# [What to produce]
Look through the listing below and give the number of lines that hold "flying". Say nothing more.

# [Material provided]
::::::::::

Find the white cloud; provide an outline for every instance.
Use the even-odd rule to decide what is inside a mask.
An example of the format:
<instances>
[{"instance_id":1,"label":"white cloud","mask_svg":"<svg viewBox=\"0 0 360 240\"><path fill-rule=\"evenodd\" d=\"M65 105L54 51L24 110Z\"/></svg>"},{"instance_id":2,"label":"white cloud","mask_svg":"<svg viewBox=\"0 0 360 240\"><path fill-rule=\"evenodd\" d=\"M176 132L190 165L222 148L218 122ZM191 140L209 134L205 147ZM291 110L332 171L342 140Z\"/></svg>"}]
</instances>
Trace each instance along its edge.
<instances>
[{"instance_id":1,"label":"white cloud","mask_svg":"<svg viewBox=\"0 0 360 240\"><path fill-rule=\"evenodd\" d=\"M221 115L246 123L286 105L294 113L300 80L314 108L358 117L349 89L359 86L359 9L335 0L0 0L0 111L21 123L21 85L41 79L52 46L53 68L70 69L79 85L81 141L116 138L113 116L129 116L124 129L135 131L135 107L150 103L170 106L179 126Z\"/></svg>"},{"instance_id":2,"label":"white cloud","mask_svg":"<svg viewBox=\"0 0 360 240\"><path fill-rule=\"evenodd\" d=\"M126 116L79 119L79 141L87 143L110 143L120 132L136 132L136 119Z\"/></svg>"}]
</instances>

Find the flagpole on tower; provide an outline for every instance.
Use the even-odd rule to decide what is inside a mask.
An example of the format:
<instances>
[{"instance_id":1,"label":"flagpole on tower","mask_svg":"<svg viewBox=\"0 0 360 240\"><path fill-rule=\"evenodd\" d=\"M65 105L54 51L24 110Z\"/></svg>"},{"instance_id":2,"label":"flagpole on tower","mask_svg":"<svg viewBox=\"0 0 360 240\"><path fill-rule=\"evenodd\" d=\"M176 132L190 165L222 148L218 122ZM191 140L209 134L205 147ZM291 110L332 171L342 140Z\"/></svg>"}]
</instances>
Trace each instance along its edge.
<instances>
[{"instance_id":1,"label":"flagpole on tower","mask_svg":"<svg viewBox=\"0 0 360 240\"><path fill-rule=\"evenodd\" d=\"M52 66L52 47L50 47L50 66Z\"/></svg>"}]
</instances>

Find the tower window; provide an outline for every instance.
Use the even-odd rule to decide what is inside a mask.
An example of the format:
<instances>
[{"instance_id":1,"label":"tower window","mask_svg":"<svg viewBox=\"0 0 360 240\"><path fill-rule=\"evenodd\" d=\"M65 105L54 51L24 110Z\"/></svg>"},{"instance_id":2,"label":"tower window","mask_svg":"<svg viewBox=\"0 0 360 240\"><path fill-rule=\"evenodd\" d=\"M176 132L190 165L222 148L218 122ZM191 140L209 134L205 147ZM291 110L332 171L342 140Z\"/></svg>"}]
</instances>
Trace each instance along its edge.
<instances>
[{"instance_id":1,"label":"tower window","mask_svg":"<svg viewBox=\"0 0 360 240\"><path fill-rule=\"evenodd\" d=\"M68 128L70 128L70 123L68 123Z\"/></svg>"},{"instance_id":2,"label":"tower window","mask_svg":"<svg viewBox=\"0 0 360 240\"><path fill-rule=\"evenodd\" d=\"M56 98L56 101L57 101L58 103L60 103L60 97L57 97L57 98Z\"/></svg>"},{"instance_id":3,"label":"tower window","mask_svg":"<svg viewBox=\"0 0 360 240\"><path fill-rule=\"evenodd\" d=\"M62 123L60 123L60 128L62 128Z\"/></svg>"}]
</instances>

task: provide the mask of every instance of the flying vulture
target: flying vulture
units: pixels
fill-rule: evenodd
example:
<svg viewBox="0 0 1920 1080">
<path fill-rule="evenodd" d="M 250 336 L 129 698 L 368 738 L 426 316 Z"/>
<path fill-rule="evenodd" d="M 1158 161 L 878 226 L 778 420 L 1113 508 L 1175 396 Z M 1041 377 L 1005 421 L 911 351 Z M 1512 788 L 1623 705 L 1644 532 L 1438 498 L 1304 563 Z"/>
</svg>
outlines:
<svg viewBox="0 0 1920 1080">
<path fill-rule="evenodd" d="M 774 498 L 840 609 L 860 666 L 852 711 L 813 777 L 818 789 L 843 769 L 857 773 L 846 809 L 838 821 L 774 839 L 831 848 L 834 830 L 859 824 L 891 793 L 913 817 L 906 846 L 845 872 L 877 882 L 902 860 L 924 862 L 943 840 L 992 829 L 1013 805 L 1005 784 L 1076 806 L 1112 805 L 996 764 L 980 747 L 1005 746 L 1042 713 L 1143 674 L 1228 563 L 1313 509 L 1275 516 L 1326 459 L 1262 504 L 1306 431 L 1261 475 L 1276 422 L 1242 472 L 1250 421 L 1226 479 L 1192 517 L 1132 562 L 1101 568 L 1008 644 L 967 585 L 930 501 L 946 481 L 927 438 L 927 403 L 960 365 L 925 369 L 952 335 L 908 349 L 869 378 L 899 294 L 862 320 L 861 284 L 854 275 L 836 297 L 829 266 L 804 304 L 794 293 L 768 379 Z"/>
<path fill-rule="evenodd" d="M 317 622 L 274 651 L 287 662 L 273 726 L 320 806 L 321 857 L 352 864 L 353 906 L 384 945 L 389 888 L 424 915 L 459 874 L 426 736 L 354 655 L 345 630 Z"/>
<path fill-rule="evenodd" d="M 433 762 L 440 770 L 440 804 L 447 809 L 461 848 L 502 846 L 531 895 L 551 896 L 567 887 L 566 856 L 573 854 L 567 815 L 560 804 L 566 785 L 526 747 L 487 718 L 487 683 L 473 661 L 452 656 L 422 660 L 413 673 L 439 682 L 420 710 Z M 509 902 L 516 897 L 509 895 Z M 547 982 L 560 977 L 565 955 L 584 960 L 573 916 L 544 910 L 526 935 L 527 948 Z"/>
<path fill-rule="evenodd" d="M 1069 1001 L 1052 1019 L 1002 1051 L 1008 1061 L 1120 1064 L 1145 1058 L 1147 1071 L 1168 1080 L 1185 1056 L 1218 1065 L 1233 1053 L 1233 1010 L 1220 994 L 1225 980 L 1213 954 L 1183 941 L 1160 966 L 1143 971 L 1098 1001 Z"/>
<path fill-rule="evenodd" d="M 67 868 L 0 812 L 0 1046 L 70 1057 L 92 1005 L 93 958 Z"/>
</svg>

::::::::::

# [Reply]
2